I’m going to try a new thing. Since I’m reading The Wretched of the Earth by Frantz Fanon with a book club, I’m going to try to write down my thoughts each week as I read just a few chapters, and maybe bring in some of the insights of my fellow readers. My intent is to have a deeper analysis of the whole book, with regular posts about each section. I should have done this as I was reading The Jakarta Method, because I have so much to say about it and it will take me a long time to get my thoughts down and reread passages, but you live and you learn. I’m hoping that these extra posts will allow me more time to work on other posts and intersperse them throughout. I’m making myself very busy now with the many projects I’m working on, and I’ve come to viscerally understand the trap of social media which is frustrating to me.

────

Questions:
**a.** According to the book club post, which book did the writer wish they had written weekly posts about while reading it?
**b.** Please carry on the book club post from its final sentence.

────

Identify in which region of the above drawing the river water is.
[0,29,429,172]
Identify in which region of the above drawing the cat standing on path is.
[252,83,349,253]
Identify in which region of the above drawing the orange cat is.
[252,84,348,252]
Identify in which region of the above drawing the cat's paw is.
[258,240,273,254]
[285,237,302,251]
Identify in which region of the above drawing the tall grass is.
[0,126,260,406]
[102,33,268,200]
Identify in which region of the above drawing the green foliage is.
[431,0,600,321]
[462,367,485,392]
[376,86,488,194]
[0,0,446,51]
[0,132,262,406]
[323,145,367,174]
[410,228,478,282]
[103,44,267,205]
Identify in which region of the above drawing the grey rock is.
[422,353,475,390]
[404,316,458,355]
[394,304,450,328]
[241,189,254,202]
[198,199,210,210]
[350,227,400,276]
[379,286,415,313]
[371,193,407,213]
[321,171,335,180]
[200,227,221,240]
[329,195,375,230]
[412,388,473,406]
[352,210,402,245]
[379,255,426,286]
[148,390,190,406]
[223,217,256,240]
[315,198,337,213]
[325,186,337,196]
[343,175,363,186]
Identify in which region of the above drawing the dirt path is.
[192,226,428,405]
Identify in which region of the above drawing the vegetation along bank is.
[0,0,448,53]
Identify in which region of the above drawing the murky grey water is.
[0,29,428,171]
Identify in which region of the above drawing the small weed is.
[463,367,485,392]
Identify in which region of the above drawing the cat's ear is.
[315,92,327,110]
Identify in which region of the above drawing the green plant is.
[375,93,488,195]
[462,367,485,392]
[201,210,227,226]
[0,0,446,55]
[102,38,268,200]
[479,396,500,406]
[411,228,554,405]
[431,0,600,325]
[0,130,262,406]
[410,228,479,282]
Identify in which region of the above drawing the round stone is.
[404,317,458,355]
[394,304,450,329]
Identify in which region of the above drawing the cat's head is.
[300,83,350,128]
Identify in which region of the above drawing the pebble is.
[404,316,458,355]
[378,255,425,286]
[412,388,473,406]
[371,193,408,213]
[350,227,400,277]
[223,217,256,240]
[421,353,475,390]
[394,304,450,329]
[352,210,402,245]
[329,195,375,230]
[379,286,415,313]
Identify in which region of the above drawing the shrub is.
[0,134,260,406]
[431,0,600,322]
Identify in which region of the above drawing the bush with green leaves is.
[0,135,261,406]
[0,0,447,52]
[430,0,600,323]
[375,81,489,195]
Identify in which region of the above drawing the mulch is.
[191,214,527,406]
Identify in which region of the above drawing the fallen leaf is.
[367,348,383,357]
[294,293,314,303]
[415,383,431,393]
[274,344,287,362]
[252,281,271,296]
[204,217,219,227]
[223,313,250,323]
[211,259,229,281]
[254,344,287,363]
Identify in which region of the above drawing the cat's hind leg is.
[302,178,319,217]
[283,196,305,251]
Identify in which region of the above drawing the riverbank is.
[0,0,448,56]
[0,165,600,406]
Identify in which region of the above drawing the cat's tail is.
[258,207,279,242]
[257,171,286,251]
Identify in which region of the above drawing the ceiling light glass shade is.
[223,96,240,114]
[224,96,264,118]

────

Answers to this exercise:
**a.** The Jakarta Method.

**b.**
I noticed that since I’ve had more time over the past few months and spent more time on Substack commenting on other posts, writing notes, and sharing posts, I’ve gotten more subscribers and followers faster than before. The same is true of my game development Blue Sky account. The more I interact and post frequently, the more people find the account and follow it. This, of course, is exactly what social media is intended to do. Create a feedback loop where the more you engage, the more interactions you get, and the more you feel you need to engage.
However, research published recently on the psychology of social media found many distorting factors of social media and the human-created algorithms that run it. The researchers referred to it as a “funhouse mirror” when it comes to societal norms. According to the paper:
Research on social media has found that, while only 3 % of active accounts are toxic, they produce 33 % of all content [4]. Furthermore, 74 % of all online conflicts are started in just 1 % of communities [5], and 0.1 % of users shared 80 % of fake news [6,7]. Not only does this extreme minority stir discontent, spread misinformation, and spark outrage online, they also bias the meta-perceptions of most users who passively “lurk” online. This can lead to false polarization and pluralistic ignorance.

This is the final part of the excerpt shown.